◆ GOAL OF THE EXERCISE
From the data collection guide, copy the passage that begins at the words "You can set" and ends after "the measurement results.", swapping "measurement results" for "measurement data" throughout.

◆ QUOTED TEXT
Developer Guide

  • 2021.2
  • 06/11/2021
  • Public
Contents

Control Data Collection

A collector library performs data collection and processing. The Instrumentation and Tracing Technology API (ITT API) defined in
ittnotify.h
loads a collector library during runtime, based on the value of the
INTEL_LIBITTNOTIFY64
environment variable. The measurement library includes a collector (
libtcc_collector.so
) to perform data collection and processing for real-time applications.
You can set the
INTEL_LIBITTNOTIFY64
environment variable as follows:
export INTEL_LIBITTNOTIFY64=libtcc_collector.so <additional environment variables to control data collection>
At the end of the command, you can add the following environment variables to control collection and processing:
Environment Variable
Description / Examples
TCC_USE_SHARED_MEMORY
Use a shared memory ring buffer instead of a local buffer to enable streaming of all measurement results to a separate application. Can be true or false. Default: false.
When the shared memory mode is enabled, the second (monitoring) application can attach to the shared buffer and process the measurement results.
TCC_MEASUREMENTS_BUFFERS
Define the buffers that will hold the measurements generated from your instrumented real-time application. If your application has multiple measurement instances, you can define a buffer for each instance. One buffer will be created per instance.
Full format description:
[<measurement_name>:<buffer_size>[:deadline]]
[,<measurement_name>:<buffer_size>[:deadline]]…
For each measurement instance in your application, specify:
  • Measurement name: The measurement name must be the same as the one specified in the
    __itt_string_handle_create
    call in your application. See Instrument the Code.

◆ EXTRACTED ENTRIES
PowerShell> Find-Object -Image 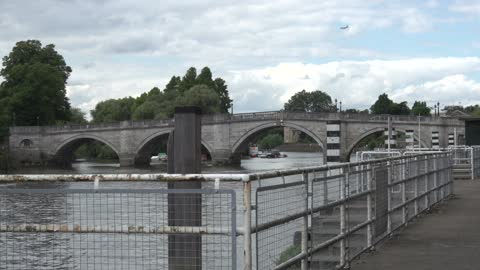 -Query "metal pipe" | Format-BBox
[301,173,309,270]
[340,172,348,267]
[367,165,373,248]
[243,181,252,270]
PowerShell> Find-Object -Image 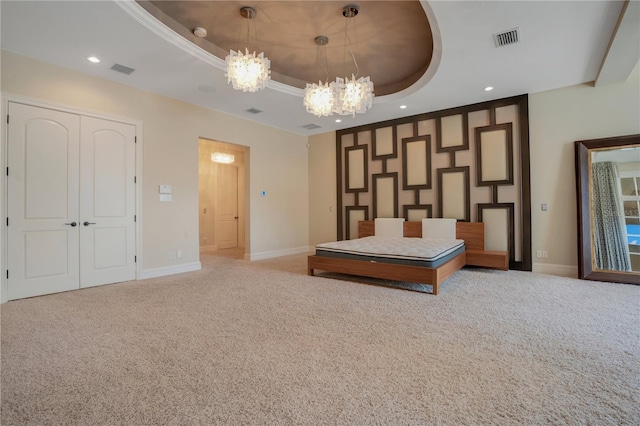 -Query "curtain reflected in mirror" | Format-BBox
[575,135,640,284]
[591,161,631,272]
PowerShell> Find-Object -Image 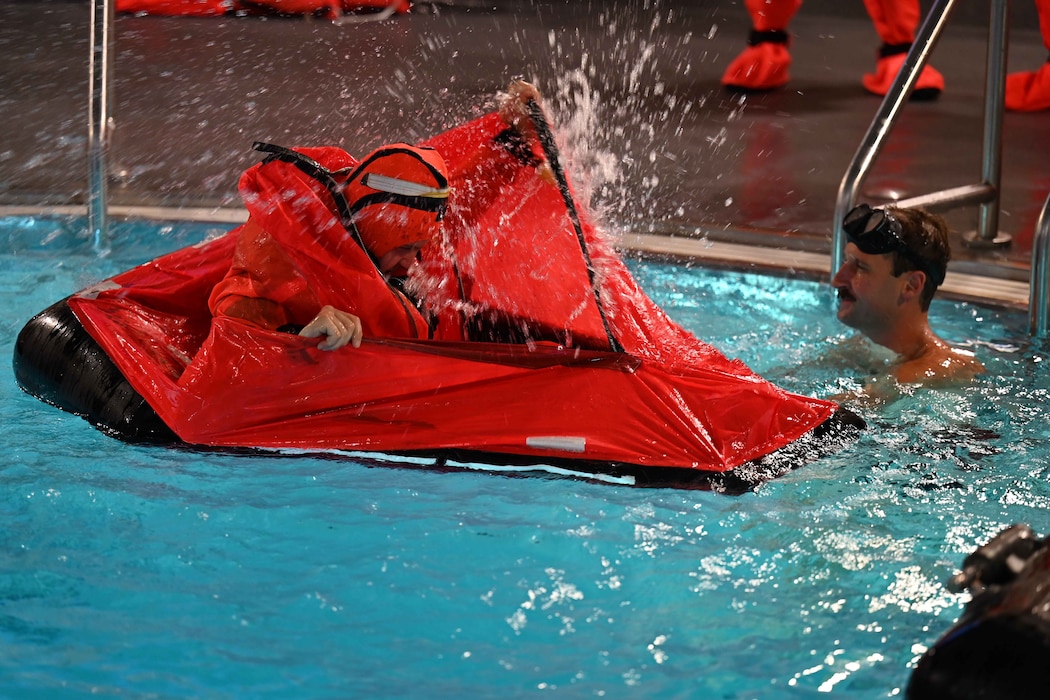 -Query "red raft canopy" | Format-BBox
[116,0,412,19]
[16,114,859,491]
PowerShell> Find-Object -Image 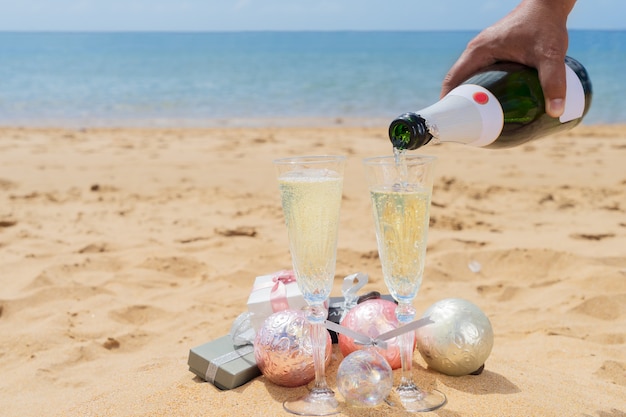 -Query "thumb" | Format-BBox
[537,58,567,117]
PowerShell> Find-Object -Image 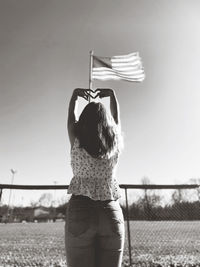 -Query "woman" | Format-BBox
[65,89,124,267]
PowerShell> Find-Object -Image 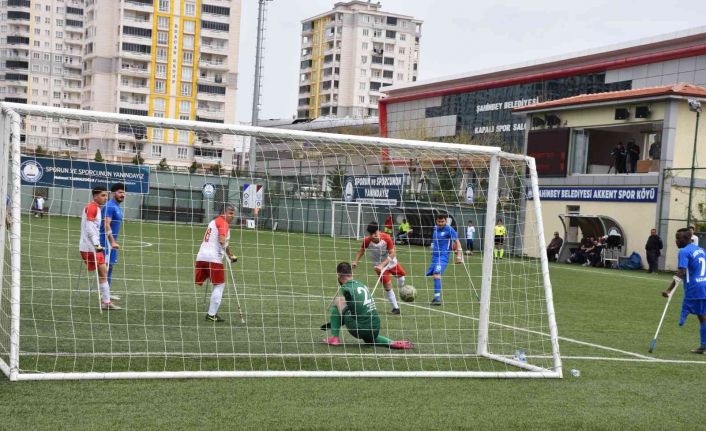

◆ RESULT
You can set the
INTEL_LIBITTNOTIFY64
environment variable as follows:
export INTEL_LIBITTNOTIFY64=libtcc_collector.so <additional environment variables to control data collection>
At the end of the command, you can add the following environment variables to control collection and processing:
Environment Variable
Description / Examples
TCC_USE_SHARED_MEMORY
Use a shared memory ring buffer instead of a local buffer to enable streaming of all measurement data to a separate application. Can be true or false. Default: false.
When the shared memory mode is enabled, the second (monitoring) application can attach to the shared buffer and process the measurement data.